Your copy should match the entries exactly, with no images carried over.

Referring expression pointing data
◇ ◇ ◇ ◇ ◇ ◇ ◇

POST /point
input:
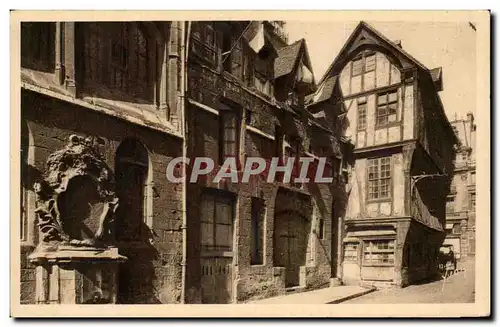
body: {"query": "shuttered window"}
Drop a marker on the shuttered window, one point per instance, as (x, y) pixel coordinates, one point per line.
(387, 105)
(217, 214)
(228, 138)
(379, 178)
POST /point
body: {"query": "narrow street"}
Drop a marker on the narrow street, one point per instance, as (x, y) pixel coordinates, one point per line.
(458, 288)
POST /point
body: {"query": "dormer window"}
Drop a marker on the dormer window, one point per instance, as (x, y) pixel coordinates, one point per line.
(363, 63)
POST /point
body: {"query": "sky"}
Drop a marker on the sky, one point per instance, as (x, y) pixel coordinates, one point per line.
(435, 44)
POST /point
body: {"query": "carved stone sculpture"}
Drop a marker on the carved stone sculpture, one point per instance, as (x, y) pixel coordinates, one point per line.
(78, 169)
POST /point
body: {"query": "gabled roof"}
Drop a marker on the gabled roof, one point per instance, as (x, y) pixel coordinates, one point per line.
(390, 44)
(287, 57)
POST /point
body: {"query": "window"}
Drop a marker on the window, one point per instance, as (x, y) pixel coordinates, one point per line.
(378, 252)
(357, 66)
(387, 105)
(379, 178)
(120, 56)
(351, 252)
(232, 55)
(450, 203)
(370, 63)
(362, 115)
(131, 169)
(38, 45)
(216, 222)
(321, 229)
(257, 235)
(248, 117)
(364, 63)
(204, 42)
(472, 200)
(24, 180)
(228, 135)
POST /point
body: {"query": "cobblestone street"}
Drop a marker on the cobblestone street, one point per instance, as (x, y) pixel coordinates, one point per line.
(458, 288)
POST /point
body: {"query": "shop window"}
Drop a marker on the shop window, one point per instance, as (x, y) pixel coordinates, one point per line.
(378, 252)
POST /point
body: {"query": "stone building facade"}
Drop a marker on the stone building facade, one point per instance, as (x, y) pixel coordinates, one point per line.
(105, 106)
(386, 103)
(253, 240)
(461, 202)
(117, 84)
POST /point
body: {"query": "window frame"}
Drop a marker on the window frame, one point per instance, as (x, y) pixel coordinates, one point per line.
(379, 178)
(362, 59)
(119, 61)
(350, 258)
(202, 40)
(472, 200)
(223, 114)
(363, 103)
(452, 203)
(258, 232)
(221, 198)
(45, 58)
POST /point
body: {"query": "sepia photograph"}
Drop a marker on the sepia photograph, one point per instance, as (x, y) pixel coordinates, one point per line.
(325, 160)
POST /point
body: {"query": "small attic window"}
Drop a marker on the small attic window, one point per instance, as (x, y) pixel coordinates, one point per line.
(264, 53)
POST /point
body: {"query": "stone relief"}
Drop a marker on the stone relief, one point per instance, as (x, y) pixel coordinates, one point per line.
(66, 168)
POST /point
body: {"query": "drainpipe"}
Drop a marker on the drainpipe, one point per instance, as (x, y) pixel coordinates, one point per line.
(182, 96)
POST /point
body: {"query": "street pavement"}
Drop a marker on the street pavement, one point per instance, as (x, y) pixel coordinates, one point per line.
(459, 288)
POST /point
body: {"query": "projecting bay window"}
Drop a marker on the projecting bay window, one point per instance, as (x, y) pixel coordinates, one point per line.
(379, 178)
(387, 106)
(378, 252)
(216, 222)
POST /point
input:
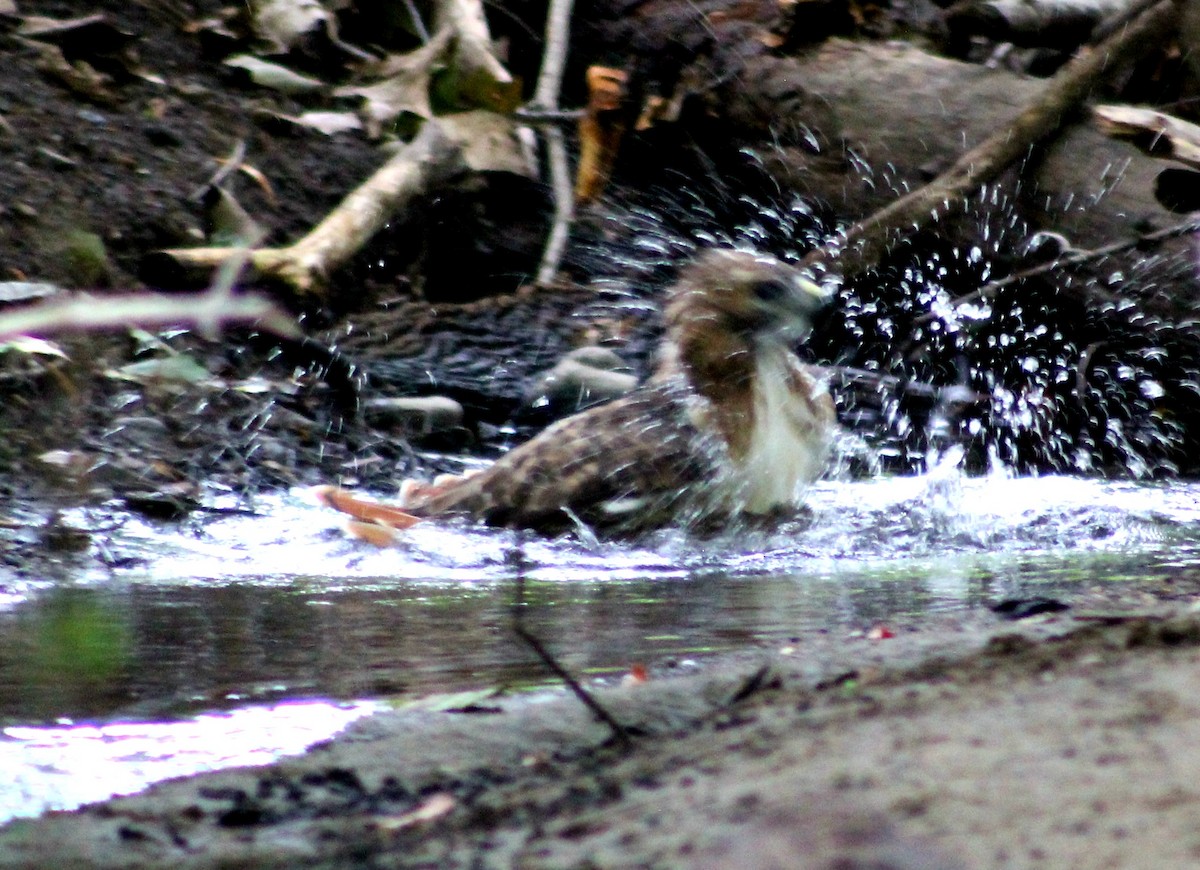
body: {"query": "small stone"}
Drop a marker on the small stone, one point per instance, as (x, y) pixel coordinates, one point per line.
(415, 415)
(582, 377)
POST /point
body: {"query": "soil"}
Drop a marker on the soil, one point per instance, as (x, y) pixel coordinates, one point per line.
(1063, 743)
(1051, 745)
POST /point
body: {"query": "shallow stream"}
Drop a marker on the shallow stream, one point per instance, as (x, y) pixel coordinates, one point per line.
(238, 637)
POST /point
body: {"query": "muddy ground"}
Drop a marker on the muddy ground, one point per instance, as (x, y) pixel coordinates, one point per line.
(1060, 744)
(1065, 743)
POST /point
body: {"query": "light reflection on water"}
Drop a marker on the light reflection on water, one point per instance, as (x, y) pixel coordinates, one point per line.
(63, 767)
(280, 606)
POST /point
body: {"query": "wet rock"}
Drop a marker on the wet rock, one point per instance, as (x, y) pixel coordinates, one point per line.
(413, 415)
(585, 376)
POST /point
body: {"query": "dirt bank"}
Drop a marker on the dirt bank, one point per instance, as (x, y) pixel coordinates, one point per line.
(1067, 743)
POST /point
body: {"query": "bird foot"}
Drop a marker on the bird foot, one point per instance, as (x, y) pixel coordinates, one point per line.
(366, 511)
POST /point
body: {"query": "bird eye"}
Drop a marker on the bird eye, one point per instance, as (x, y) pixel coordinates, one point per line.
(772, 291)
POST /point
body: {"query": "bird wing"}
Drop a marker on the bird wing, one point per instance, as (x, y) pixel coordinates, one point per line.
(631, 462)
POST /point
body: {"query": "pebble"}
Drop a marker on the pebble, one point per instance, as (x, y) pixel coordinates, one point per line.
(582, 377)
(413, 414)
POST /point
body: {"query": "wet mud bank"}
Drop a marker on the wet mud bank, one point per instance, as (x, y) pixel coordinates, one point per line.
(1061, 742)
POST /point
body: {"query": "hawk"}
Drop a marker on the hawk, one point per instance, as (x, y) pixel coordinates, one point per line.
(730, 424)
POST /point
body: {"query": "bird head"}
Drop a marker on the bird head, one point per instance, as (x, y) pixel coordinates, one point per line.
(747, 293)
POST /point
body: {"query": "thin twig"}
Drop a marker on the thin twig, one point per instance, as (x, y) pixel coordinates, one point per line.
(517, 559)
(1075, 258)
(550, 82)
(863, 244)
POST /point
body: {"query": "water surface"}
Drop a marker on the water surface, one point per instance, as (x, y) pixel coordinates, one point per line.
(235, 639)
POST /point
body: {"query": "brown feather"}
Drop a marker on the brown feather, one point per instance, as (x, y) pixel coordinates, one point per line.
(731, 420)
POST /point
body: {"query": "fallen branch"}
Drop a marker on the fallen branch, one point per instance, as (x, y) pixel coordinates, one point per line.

◇ ◇ ◇ ◇ ◇ ◇ ◇

**Result for this exercise:**
POST /point
input:
body: {"query": "shuttered window"}
Drop a marker on the shuttered window, one point per instance, as (x, y) pixel coordinates, one point per line.
(387, 105)
(217, 214)
(228, 138)
(379, 178)
POST /point
body: {"query": "narrow street"}
Drop a marker on the narrow street, one point per instance, as (x, y) pixel coordinates, one point per line.
(458, 288)
POST /point
body: {"query": "dormer window"}
Drop a marker on the dormer window, one point per instance, as (x, y) pixel coordinates, one point per line.
(363, 63)
POST /point
body: {"query": "sky"}
Drop a marker on the sky, one point per instance, as (x, y) pixel coordinates, one point per line.
(435, 44)
POST /point
body: {"query": "carved stone sculpture"}
Drop a marker on the carved stone sculpture, one point per instance, as (x, y) pixel coordinates, one point per line.
(78, 169)
POST /point
body: {"query": "gabled roof"}
Drop a marker on the gabled roof, one point per instance, as (x, y) pixel coordinates, one point per line.
(390, 44)
(287, 57)
POST /point
body: {"query": "window"}
Drop a marker on the window, one point per instance, as (x, y) pixel coordinates, one point per line.
(378, 252)
(357, 66)
(387, 105)
(379, 178)
(120, 56)
(351, 252)
(232, 55)
(450, 203)
(370, 63)
(362, 115)
(131, 169)
(38, 45)
(216, 222)
(321, 229)
(257, 235)
(248, 117)
(364, 63)
(204, 42)
(472, 200)
(24, 180)
(228, 135)
POST /point
body: {"query": "cobblestone street"}
Drop a marker on the cobblestone street, one point per instance, as (x, y) pixel coordinates, one point per line.
(458, 288)
POST /point
body: {"query": "shop window"}
Drop a marker on the shop window, one point per instance, as (x, y) pixel coordinates, one point per line.
(378, 252)
POST /point
body: {"query": "stone building facade"}
Drop a marker on the stone building facade, one point per instance, as (x, y) pixel coordinates, one point per line.
(105, 106)
(386, 103)
(253, 240)
(461, 202)
(117, 84)
POST /point
body: {"query": "window frame"}
Drop a marker on the window frame, one point per instance, as (x, y) pixel coordinates, one point per line.
(379, 178)
(362, 59)
(119, 61)
(350, 258)
(202, 40)
(472, 200)
(223, 114)
(363, 103)
(452, 203)
(258, 232)
(221, 198)
(45, 58)
POST /point
body: {"query": "sepia photograph"}
Drop a marker on the sepia photograph, one point per instance, as (x, y) pixel coordinates, one point per line.
(325, 160)
POST /point
body: {"query": "small attic window"}
Drop a marker on the small attic window, one point per instance, as (x, y) pixel coordinates, one point per line.
(264, 53)
POST /point
body: {"query": "stone relief"}
Drop a marker on the stone relief, one point per instance, as (x, y) pixel coordinates, one point per line.
(66, 168)
POST /point
body: {"query": "drainpipe"}
Drop a marker on the drainpipe, one point per instance, as (x, y) pixel coordinates, one point per line.
(182, 96)
POST /point
body: {"query": "street pavement"}
Drop a marker on the street pavement, one point per instance, as (x, y) pixel coordinates, one point per line.
(459, 288)
POST /point
body: {"query": "projecting bay window"}
Drop a marker on the projecting bay window, one point per instance, as (x, y) pixel coordinates, one point per line.
(379, 178)
(387, 106)
(378, 252)
(216, 222)
POST /point
input:
body: {"query": "small stone"}
Drop a marker on the small stone, one point per instance, as (x, y) pixel coordinates, one point per line.
(415, 415)
(582, 377)
POST /point
body: {"query": "soil"}
Drop a marker on the soil, one point per instance, as (x, y) pixel coordinates, one point per line.
(1063, 743)
(1051, 745)
POST /point
body: {"query": "shallow stream"}
Drop a marker on the shallow stream, one point per instance, as (x, y) pixel coordinates, one point per line.
(238, 637)
POST /point
body: {"query": "muddy ground"}
Drop a marker on the muddy ground, one point per instance, as (x, y) pixel coordinates, one point per line.
(1060, 744)
(1065, 743)
POST /point
body: {"query": "light reflection on water"}
Drop a marker on the light reflection on water, one point per instance, as (x, y) pixel coordinates, one point per line.
(63, 767)
(280, 606)
POST /point
body: {"query": "wet rock"}
Drop a marker on the wet rock, one point per instance, as (x, y) pixel coordinates, one point per line.
(413, 415)
(585, 376)
POST /point
body: {"query": "dirt bank"}
Drop a marker on the dirt bank, one point per instance, as (x, y) pixel coordinates, one point per line.
(1067, 743)
POST /point
body: {"query": "bird foot"}
Drop a marker on the bird foot, one point per instance, as (x, y) pixel coordinates, one point per line.
(366, 511)
POST /point
body: {"query": "bird eye"}
Drop a marker on the bird eye, one point per instance, as (x, y) pixel coordinates, one point per line.
(772, 291)
POST /point
body: {"query": "bird wing"}
Drop a marker on the bird wing, one point per instance, as (x, y) pixel coordinates, one point per line.
(631, 462)
POST /point
body: {"query": "pebble"}
Drop a marker on the pebble, one point per instance, as (x, y) pixel coordinates, one point per line.
(582, 377)
(413, 414)
POST /point
body: {"query": "wet mud bank"}
Drop a marker on the wet mud bank, one point per instance, as (x, y) pixel coordinates, one point per line.
(1061, 742)
POST /point
body: {"query": "hawk"}
Drop a marker on the hawk, one point per instance, as (x, y) pixel coordinates, one point per line.
(730, 424)
POST /point
body: {"query": "bird head"}
Drop a marker on the bird head, one point per instance, as (x, y) pixel coordinates, one point per line.
(747, 293)
POST /point
body: {"query": "thin twig"}
Drop a marker on the thin twig, one point per instance, as (x, y) pixel coordinates, one point per line.
(517, 559)
(1075, 258)
(550, 82)
(863, 244)
POST /point
body: {"query": "water surface"}
Drop a marker on the water surface, one point per instance, as (x, y) pixel coordinates, one point per line.
(235, 639)
POST /point
body: {"query": "brown feather"}
Drop a marker on the brown feather, one point per instance, as (x, y) pixel coordinates, one point per line.
(731, 420)
POST /point
body: {"query": "fallen branch"}
Drop a marker on the fallen branch, one point per instance, as (x, y) pixel coordinates, one point per line.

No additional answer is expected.